:: Data supplied ::

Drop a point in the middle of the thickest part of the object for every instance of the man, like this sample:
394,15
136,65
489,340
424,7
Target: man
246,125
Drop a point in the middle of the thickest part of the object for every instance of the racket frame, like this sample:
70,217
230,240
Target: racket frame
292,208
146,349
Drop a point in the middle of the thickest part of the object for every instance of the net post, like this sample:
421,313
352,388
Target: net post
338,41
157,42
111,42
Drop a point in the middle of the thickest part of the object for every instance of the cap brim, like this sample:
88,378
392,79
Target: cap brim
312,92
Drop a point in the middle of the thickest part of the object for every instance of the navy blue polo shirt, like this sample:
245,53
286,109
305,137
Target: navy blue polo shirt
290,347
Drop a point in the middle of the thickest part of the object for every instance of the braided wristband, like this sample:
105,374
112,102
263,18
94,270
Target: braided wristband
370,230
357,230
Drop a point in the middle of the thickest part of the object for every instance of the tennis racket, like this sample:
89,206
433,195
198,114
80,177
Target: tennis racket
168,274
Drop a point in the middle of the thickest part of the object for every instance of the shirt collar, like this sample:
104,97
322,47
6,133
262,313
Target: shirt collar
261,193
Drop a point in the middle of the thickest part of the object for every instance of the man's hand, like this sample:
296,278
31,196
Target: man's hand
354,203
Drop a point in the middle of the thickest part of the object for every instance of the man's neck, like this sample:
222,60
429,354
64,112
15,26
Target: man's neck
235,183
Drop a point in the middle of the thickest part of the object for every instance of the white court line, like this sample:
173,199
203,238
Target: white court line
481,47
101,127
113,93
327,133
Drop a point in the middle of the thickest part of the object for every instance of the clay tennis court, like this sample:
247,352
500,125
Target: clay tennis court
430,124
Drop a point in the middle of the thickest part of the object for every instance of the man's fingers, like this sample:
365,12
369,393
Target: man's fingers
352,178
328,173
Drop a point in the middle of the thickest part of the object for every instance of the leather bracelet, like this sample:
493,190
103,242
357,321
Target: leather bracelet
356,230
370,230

:::

:: Work required ::
Each line of the material should be duplicated exactly, please.

:: Full answer ::
Drop a point in the middle of the thickest part of the object for every instance of the man, like this sample:
394,15
136,65
489,340
424,7
Target: man
246,125
Drop a point in the middle of the thickest part of the object for every instance of the racket frame, like this sample:
70,217
230,240
Target: racket frame
292,208
146,349
Drop a point in the middle of the thickest part of the object for every instance of the net post, like this sample:
421,313
352,388
Target: net post
338,41
157,42
111,42
Drop a point in the middle of the thickest part of the object for every instance of the cap brim, like this sample:
88,378
392,79
Target: cap brim
312,92
Drop a point in the middle of the thickest part of the object for every instance of the navy blue polo shirt, like this sample:
245,53
286,109
305,137
Target: navy blue polo shirt
290,347
Drop a point in the middle of the thickest part of the object for every instance of the braided wristband, like this sample:
105,374
112,102
263,18
94,270
Target: braided wristband
370,230
357,230
Drop a point in the middle of the thickest part of the object for every instance of the tennis racket, like this sample:
89,206
433,195
198,114
80,177
Target: tennis racket
168,274
Drop a point in the middle of the thickest part of the object for every instance of the shirt collar, like this sample:
104,97
322,47
6,133
262,313
Target: shirt collar
261,193
Drop a point in the middle of the thickest part of the object for every instance of the man's hand, like this sample:
296,278
31,196
Target: man's hand
354,203
Drop a point in the middle of the thickest part of the object for every instance of the man's neck, like this sample:
222,60
429,354
64,112
15,26
Target: man's neck
235,183
Drop a point in the middle of the thickest part of the object for every instance of the white court line, like this sample:
173,199
203,238
Target: white court line
481,47
101,127
113,93
327,133
Drop a point in the middle of the thickest part of the object for every instance of the clay tennis court, like this sample:
247,352
500,125
Target: clay tennis court
430,124
Drop a point in the middle of the thickest part of the object for every instance of the man's fingers, like this sample:
365,12
369,393
Target: man's fingers
352,178
328,173
Drop a point in the middle of the thickest part of the object for every instance of the leather bracelet, like this sample:
493,190
103,242
357,321
Target: leather bracelet
356,230
370,230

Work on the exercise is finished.